[MATERIALS PROVIDED]
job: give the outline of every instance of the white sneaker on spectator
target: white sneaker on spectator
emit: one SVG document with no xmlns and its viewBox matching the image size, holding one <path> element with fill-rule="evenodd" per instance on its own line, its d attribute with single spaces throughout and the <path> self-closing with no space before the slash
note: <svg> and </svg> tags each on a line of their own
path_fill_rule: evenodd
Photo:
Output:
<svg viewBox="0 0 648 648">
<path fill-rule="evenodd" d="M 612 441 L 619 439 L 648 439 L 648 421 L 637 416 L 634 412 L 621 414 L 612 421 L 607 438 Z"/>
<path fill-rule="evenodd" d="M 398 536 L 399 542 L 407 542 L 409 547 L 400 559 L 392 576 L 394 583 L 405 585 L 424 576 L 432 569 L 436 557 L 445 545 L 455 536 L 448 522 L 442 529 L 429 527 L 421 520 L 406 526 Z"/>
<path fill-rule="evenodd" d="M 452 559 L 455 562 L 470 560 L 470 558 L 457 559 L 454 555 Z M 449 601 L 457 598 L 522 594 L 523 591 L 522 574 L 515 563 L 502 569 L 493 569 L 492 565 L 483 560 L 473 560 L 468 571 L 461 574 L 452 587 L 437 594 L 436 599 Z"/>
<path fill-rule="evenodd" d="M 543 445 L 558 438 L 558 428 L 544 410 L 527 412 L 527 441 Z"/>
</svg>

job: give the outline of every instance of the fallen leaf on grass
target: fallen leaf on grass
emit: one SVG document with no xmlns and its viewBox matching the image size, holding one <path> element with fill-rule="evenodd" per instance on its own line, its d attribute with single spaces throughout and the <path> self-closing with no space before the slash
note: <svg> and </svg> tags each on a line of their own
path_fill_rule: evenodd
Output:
[/MATERIALS PROVIDED]
■ **YOUR GOAL**
Copy the lines that hold the word "every". Take them from the records above.

■ **RESULT OF THE EXERCISE**
job: give the outline of every instance of the white sneaker on spectator
job: give the outline of every instance of the fallen leaf on grass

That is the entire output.